▶ [Exercise prompt]
List every line of the records that contains the word "window", treating uppercase and lowercase as different.

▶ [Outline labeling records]
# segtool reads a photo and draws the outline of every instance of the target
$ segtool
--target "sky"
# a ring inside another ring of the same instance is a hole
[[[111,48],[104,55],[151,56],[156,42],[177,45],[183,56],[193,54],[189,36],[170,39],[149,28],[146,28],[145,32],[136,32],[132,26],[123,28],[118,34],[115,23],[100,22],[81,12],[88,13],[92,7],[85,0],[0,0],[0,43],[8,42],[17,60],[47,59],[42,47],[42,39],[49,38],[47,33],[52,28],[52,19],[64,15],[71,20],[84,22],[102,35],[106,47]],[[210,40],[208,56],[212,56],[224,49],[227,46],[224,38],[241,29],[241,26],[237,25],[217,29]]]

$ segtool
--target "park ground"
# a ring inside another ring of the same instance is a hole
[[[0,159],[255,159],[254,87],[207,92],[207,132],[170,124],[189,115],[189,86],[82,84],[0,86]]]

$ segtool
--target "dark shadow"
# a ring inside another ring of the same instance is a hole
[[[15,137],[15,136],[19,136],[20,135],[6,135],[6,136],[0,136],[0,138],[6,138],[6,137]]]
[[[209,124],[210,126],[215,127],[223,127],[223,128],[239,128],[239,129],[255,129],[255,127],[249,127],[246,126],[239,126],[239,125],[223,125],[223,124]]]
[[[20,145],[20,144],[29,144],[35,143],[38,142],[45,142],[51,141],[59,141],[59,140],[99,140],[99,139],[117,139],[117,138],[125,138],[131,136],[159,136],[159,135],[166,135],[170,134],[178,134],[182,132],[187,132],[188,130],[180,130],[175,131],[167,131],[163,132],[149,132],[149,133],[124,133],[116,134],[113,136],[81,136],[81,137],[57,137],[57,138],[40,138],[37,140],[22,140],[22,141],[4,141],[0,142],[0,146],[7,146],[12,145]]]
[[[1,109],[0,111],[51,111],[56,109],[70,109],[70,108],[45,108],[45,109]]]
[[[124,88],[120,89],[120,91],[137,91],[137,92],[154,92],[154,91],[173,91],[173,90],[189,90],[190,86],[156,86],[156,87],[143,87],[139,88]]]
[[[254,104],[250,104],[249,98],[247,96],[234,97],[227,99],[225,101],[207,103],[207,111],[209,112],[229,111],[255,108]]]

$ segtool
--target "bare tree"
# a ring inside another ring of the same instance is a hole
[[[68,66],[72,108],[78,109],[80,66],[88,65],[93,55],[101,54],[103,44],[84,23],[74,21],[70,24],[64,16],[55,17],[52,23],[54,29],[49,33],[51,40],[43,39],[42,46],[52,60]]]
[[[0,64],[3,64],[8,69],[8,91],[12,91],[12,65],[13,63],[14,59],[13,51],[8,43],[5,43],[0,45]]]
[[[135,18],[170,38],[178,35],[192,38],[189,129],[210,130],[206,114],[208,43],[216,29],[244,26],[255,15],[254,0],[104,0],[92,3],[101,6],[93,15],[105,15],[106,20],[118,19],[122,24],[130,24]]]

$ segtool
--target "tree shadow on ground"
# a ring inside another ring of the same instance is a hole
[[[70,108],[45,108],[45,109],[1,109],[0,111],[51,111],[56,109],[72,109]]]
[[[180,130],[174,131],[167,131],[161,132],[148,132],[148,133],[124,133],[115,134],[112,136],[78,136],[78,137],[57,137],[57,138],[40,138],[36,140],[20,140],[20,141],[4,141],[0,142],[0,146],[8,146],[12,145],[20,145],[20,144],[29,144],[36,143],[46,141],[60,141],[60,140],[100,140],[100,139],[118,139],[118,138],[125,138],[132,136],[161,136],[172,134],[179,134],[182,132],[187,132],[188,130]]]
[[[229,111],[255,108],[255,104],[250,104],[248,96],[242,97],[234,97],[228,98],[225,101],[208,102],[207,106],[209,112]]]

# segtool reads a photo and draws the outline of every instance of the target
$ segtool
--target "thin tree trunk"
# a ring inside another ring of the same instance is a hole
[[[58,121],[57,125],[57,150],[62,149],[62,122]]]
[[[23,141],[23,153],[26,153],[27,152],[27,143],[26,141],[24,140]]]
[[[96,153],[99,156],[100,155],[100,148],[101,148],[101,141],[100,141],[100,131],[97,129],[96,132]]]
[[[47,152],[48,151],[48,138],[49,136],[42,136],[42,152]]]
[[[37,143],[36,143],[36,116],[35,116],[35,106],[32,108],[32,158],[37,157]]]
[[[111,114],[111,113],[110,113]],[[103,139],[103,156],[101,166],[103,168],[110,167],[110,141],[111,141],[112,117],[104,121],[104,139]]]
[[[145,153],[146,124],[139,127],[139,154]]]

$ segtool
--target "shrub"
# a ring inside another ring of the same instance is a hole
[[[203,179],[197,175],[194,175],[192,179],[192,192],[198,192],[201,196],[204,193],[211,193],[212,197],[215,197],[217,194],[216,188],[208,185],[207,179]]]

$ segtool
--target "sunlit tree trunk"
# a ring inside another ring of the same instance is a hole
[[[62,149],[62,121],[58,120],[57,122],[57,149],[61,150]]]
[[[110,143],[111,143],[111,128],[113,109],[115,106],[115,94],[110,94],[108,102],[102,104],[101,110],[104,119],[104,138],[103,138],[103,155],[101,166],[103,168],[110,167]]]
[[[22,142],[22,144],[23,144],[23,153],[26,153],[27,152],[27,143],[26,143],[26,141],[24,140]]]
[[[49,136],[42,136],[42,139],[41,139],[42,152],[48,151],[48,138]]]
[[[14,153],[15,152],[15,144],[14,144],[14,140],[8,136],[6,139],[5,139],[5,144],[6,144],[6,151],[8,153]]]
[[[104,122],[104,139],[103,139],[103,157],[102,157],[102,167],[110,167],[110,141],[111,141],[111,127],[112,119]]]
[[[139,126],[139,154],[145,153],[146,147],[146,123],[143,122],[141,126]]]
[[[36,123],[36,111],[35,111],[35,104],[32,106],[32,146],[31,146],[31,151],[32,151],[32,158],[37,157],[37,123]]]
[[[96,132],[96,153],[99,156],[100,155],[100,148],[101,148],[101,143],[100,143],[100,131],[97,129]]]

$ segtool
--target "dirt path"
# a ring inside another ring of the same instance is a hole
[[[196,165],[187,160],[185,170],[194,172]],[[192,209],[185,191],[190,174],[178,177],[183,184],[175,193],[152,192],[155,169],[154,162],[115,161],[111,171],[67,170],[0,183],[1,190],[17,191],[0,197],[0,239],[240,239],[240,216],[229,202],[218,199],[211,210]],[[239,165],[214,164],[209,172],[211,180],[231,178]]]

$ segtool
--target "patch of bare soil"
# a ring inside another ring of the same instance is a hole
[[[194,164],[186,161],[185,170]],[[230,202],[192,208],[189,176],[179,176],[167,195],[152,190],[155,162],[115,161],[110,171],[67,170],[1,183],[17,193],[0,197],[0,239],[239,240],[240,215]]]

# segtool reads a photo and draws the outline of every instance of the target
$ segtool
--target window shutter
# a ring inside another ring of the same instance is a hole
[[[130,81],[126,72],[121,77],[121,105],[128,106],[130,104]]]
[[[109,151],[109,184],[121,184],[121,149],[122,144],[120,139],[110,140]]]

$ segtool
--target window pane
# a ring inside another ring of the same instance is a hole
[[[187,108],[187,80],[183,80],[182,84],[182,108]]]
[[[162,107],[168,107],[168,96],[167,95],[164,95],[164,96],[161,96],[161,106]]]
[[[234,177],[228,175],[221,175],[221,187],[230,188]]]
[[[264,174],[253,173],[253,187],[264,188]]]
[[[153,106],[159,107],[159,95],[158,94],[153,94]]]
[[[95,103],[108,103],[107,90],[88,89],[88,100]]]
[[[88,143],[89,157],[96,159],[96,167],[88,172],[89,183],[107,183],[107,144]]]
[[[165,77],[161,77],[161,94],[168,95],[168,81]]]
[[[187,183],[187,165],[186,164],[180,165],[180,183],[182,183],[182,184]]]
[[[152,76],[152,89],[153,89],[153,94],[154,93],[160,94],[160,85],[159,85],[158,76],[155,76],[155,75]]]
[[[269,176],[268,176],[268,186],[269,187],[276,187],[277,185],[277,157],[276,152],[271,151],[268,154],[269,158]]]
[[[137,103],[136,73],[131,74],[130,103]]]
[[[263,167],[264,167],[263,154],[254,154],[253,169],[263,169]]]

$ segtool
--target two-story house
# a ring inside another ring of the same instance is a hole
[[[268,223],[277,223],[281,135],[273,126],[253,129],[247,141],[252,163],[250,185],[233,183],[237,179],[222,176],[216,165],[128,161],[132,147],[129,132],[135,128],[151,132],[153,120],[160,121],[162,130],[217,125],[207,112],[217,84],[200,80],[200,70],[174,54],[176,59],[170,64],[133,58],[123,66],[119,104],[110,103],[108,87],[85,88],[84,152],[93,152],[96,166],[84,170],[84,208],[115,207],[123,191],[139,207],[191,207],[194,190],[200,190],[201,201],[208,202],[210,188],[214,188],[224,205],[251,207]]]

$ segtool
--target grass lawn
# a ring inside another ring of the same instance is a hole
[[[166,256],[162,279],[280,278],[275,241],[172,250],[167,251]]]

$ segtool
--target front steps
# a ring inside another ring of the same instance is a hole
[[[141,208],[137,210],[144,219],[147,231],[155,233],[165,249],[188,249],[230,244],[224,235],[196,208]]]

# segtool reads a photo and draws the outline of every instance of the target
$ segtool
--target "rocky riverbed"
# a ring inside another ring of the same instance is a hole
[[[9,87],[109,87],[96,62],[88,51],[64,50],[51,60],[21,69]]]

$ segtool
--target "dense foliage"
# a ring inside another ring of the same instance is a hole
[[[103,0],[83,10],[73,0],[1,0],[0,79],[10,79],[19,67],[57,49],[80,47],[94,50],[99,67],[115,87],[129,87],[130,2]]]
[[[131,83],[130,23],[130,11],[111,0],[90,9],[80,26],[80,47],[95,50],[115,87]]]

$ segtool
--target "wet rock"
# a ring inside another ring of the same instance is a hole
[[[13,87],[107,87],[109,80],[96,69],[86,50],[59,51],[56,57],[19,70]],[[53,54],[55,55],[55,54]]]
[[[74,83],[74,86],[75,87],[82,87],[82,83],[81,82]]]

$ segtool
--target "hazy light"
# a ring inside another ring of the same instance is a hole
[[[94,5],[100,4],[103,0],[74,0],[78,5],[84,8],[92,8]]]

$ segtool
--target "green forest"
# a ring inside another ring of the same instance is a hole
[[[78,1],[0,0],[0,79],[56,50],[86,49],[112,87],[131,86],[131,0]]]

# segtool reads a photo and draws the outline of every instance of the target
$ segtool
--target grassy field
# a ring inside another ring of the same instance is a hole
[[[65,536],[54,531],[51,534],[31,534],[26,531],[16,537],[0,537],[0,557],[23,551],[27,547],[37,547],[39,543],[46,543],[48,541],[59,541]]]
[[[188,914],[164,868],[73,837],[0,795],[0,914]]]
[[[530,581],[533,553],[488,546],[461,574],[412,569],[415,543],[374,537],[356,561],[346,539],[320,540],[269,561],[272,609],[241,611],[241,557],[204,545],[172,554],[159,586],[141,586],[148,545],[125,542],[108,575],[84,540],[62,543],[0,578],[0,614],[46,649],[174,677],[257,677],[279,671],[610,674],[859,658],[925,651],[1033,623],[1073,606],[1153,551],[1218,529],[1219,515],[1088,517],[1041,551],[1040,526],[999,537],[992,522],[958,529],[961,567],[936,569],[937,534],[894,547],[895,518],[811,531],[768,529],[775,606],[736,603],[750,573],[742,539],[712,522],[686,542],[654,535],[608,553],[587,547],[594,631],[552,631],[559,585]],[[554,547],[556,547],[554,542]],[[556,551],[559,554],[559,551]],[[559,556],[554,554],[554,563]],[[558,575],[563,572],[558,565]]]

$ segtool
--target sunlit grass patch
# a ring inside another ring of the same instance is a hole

▶ [Written answer]
--target window shutter
--target window pane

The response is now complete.